Copy the records below word for word, starting at the line that contains "boulder? Mark that spot." and continuing through the last line of the records.

═════ RECORDS SUPPLIED

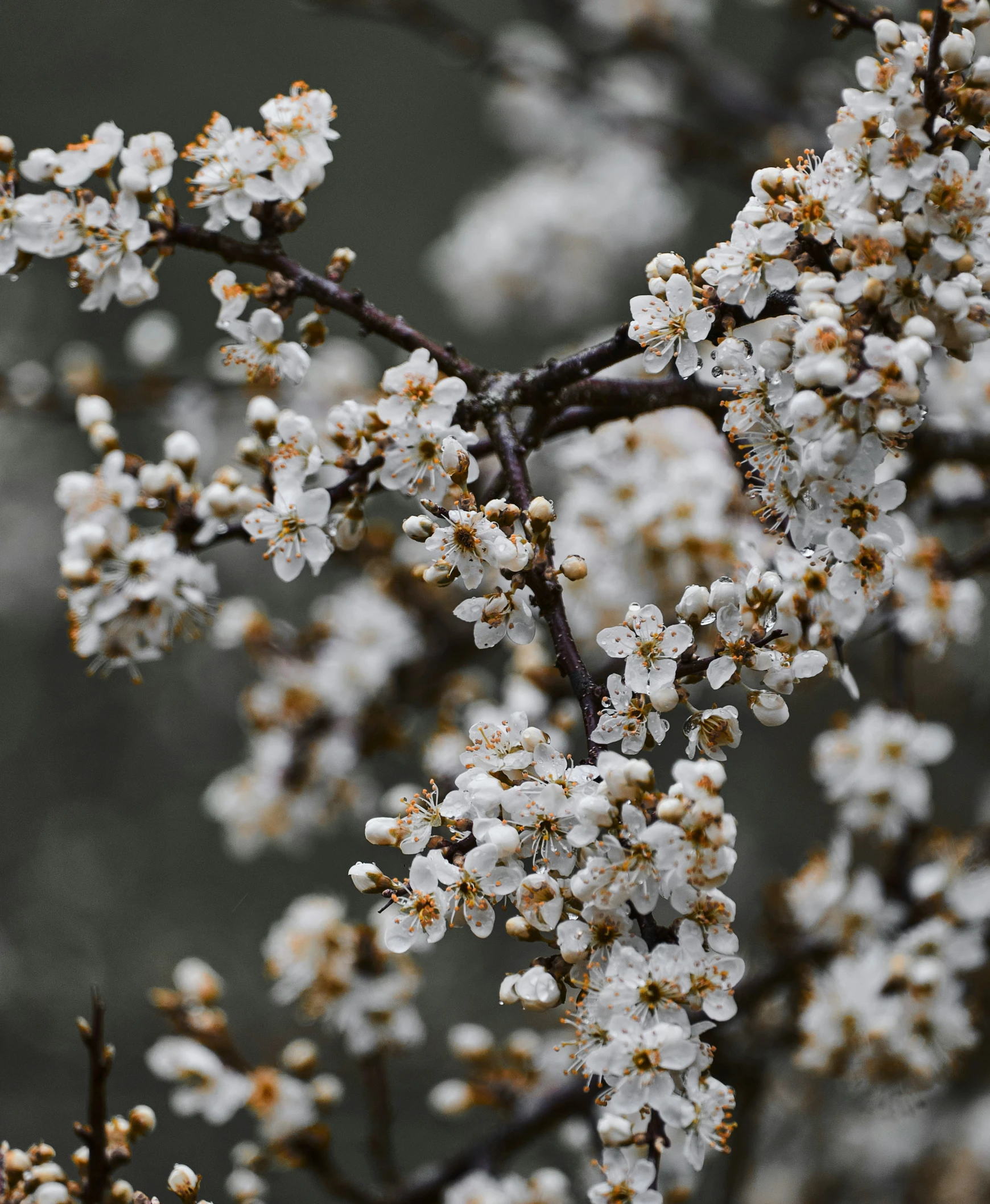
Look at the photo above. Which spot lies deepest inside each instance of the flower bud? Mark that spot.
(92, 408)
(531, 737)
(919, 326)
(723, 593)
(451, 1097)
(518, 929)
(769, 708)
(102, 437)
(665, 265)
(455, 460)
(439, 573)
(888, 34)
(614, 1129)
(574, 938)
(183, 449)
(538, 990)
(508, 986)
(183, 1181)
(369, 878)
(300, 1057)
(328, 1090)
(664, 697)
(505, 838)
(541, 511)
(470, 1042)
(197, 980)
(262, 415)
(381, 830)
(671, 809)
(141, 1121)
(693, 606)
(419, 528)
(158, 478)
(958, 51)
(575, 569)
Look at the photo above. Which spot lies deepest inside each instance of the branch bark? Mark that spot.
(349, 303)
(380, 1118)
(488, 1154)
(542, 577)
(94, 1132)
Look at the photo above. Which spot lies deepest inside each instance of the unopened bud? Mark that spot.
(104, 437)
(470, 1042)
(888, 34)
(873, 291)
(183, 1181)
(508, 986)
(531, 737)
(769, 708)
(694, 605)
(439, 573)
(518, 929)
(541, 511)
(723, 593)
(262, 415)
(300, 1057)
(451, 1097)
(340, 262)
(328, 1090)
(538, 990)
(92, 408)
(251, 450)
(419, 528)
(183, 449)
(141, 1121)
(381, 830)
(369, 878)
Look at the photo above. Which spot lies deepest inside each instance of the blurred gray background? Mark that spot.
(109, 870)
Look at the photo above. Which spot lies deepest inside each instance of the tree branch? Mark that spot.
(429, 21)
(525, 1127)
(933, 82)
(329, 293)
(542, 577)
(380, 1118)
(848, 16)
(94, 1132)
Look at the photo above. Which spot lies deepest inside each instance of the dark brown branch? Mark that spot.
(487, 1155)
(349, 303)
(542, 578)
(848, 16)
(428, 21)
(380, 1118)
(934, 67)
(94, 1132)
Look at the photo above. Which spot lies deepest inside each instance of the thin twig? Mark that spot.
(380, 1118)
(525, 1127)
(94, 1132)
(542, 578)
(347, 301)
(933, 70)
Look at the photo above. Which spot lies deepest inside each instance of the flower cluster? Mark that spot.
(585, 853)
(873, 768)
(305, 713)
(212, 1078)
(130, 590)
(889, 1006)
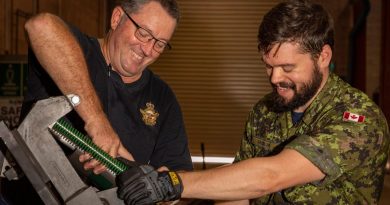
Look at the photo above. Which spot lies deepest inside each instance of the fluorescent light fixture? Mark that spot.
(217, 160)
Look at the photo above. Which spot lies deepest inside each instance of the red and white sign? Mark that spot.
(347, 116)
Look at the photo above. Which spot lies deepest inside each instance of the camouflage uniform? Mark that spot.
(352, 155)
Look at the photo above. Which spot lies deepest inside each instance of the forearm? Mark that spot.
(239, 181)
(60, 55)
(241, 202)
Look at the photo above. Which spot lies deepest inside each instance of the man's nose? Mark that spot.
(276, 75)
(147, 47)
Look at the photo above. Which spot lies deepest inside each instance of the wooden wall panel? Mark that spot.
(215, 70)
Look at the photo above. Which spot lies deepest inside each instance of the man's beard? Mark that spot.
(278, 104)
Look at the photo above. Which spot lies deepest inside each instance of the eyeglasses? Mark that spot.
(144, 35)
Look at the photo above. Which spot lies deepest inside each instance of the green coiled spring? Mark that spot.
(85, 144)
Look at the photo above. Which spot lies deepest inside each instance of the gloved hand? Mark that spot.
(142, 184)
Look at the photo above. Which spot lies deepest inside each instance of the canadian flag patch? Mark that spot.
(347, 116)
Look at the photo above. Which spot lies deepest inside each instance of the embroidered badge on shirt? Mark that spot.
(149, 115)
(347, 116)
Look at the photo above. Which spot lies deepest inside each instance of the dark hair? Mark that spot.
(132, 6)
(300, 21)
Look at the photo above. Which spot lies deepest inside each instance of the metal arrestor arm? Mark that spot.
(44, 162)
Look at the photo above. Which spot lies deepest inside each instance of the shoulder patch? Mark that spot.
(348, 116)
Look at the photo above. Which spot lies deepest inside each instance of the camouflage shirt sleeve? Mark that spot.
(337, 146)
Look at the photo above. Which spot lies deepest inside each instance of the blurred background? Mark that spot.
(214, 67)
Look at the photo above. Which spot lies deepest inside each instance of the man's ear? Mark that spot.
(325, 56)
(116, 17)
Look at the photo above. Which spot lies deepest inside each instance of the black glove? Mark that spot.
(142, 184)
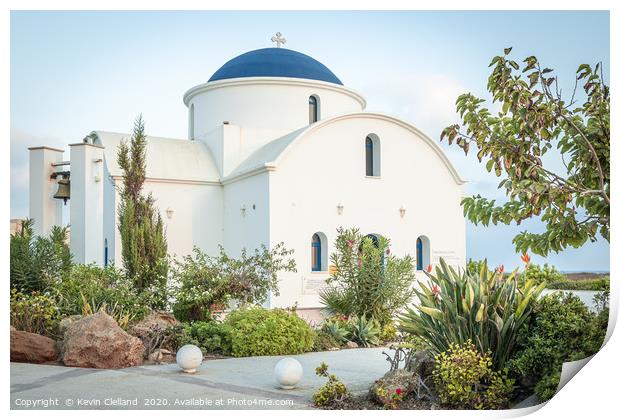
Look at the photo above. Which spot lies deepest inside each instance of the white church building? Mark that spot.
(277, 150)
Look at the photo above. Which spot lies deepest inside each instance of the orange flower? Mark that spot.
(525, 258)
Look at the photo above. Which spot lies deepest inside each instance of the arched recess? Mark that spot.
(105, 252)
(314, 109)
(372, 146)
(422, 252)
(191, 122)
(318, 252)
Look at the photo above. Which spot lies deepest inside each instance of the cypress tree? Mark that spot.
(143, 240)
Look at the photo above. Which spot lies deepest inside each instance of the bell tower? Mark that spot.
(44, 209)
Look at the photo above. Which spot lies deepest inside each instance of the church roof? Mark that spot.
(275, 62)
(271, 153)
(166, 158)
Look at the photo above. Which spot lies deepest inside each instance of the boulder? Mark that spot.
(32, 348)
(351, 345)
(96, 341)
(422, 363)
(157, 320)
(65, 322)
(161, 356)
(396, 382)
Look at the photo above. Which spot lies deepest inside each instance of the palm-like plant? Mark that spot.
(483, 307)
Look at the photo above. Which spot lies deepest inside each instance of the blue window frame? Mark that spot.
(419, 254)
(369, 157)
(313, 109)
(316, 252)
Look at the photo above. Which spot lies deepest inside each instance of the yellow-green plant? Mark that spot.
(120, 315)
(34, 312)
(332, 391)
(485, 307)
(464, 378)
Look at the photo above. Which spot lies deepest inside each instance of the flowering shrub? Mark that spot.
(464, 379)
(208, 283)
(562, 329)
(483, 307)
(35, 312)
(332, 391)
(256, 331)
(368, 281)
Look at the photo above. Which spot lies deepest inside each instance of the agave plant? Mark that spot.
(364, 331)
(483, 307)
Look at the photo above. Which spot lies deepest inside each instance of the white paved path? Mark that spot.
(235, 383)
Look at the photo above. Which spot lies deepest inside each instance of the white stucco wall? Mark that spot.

══════════

■ **PROBLEM SOLUTION**:
Look at the photo above. Which spot lies deepest inside each instance of the boulder? Mark that spot.
(32, 348)
(351, 345)
(96, 341)
(422, 363)
(157, 320)
(65, 322)
(161, 356)
(396, 382)
Look at the photo above. Which spot lies deepest inside each instance of the palm-like plant? Mark that spot.
(483, 307)
Look at the photo above. Which spot lies deepest inside each instance of the blue window frame? Mark that spot.
(419, 254)
(369, 157)
(313, 109)
(316, 252)
Look at the photo above. Which spot lies deepest inside each instance of the yellow-green plant? Mark that spot.
(120, 315)
(34, 312)
(332, 391)
(485, 307)
(464, 378)
Look at the photo above. Which spot lies deepest inside each instance of the flowering shrub? Mark that spot.
(464, 379)
(208, 283)
(562, 329)
(483, 307)
(35, 312)
(332, 391)
(256, 331)
(368, 281)
Look at the photo above. Which spot lies deepest inside each instance of the agave plant? Mark that spot.
(364, 331)
(483, 307)
Look at the photo above. Which spot lies deepest inside each instance of the white paved path? Mark that spot.
(235, 383)
Look at the photo above. Which spot lies deepest inside each instance of the white stucco wall? Mark that spot.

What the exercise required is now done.